Given task
Look for the line containing "TARGET: blurred background" in the listing below. Retype that line and every subsequent line through the last one, and only those.

Recorded information
[Start]

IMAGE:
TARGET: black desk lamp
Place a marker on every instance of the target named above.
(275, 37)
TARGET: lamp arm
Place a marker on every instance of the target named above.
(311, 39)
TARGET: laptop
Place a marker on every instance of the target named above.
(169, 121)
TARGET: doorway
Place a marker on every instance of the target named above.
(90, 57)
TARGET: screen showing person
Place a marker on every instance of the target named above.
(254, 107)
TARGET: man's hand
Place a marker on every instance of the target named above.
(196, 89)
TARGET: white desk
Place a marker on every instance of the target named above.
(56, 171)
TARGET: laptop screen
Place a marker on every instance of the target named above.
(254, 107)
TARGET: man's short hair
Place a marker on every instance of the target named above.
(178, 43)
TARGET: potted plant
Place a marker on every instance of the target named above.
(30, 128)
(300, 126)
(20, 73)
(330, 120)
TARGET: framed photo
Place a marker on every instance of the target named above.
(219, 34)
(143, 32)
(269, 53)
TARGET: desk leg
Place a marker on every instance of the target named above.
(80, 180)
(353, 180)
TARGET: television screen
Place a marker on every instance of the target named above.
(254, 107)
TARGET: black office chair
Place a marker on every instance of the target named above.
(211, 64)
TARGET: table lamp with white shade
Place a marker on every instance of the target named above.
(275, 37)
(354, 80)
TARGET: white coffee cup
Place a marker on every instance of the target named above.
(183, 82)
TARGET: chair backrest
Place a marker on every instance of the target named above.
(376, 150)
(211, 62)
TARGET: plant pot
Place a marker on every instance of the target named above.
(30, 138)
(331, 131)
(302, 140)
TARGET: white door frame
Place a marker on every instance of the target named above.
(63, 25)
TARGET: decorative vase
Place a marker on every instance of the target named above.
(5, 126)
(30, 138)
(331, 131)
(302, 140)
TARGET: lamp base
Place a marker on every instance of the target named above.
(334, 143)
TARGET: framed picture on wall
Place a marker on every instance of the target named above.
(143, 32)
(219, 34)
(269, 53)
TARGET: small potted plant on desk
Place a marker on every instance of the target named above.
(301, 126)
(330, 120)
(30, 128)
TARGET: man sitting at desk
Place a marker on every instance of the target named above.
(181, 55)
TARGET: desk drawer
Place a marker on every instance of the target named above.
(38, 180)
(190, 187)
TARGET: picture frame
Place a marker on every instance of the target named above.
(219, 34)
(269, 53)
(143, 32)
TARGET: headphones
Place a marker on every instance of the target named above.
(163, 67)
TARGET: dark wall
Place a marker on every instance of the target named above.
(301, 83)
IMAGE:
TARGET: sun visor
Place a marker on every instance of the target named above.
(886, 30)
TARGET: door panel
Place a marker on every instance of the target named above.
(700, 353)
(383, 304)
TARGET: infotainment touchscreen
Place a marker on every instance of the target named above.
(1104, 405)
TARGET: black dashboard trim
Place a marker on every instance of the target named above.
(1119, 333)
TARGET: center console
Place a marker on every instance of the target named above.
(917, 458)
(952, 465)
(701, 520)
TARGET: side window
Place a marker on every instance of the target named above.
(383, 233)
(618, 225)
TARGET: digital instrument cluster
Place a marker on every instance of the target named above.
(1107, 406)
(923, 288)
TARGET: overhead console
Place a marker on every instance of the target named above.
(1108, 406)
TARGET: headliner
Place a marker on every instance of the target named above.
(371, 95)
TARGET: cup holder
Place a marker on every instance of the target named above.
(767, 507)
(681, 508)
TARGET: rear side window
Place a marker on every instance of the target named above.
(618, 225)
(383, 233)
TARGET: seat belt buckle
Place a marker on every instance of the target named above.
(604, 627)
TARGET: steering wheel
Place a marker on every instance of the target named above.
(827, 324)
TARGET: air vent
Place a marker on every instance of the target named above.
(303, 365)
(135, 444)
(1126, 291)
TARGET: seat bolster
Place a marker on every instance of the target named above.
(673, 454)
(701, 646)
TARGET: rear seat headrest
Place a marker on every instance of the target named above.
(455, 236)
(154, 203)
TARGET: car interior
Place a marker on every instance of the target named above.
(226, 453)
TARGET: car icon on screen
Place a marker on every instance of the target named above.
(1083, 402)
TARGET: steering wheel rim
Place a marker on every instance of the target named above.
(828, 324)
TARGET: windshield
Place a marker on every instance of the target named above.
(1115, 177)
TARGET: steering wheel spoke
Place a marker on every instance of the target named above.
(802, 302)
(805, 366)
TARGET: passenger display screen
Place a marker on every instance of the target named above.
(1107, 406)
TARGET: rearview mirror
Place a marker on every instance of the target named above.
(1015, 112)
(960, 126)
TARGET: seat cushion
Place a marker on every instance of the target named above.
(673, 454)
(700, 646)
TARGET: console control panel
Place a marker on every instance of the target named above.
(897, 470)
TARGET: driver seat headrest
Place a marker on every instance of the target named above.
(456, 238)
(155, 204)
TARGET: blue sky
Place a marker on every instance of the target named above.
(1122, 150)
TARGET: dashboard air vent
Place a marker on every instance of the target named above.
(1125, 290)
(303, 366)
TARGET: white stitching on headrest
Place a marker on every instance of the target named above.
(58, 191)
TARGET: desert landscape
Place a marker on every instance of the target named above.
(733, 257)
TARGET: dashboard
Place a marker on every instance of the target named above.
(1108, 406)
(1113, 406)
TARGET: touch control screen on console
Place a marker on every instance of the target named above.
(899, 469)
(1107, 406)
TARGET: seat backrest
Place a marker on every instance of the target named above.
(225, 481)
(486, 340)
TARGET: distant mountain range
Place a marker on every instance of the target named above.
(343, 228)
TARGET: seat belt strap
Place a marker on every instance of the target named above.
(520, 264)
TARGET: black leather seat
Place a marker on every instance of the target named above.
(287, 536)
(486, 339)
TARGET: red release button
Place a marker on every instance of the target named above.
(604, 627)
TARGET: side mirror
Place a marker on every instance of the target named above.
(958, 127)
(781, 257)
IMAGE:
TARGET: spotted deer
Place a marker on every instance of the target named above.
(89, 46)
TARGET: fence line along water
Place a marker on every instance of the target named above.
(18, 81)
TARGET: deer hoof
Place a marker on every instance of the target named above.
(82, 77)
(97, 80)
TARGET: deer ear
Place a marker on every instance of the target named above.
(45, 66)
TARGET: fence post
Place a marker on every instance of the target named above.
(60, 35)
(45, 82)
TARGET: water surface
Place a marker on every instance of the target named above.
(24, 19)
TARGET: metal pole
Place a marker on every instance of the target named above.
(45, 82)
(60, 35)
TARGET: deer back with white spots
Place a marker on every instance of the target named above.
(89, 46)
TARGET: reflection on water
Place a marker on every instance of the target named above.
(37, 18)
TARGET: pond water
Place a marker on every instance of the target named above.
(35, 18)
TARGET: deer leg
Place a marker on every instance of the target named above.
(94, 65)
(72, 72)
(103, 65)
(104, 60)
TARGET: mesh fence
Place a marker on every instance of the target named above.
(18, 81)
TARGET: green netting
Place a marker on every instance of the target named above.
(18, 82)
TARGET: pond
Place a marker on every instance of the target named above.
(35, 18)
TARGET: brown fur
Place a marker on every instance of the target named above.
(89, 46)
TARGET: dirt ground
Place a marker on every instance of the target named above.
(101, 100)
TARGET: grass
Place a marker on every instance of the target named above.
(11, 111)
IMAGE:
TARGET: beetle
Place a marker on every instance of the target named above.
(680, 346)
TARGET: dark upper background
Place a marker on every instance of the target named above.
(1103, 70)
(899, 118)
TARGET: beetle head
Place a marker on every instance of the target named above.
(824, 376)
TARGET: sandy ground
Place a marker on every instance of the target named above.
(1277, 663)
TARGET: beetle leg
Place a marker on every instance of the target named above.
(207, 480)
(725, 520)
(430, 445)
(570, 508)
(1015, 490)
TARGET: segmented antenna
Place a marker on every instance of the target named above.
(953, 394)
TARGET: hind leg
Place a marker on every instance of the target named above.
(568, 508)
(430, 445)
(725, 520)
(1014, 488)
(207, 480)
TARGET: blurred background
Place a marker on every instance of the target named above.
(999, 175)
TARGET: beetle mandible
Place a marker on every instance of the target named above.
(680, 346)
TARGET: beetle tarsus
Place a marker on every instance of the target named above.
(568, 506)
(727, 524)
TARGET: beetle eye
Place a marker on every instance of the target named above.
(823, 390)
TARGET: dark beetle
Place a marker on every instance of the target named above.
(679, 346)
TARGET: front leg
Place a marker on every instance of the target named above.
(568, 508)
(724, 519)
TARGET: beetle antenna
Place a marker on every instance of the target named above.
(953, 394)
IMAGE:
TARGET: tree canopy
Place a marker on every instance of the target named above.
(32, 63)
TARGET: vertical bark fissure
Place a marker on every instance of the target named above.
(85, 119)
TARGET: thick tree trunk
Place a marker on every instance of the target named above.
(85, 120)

[End]

Exercise response
TARGET: blurred background
Place a marker on every instance of the target named above.
(999, 175)
TARGET: beetle mandible
Place a marker on every instance of the target named above.
(680, 346)
TARGET: beetle tarsus
Place a marker on every instance of the target named above.
(568, 506)
(727, 524)
TARGET: beetle eye
Place a marker on every instance of the target named above.
(823, 390)
TARGET: dark beetle
Place a marker on every instance of the target named above.
(679, 346)
TARGET: front leg
Place a marker on every instance of the target named above.
(568, 508)
(724, 519)
TARGET: beetle antenna
Place a marker on every instance of the target named above.
(953, 394)
IMAGE:
TARGET: tree canopy
Place a marker on every instance of the target named above.
(32, 63)
TARGET: vertical bark fissure
Place a marker on every instance of the target named above.
(85, 119)
TARGET: thick tree trunk
Place a marker on every instance of the target named above.
(85, 120)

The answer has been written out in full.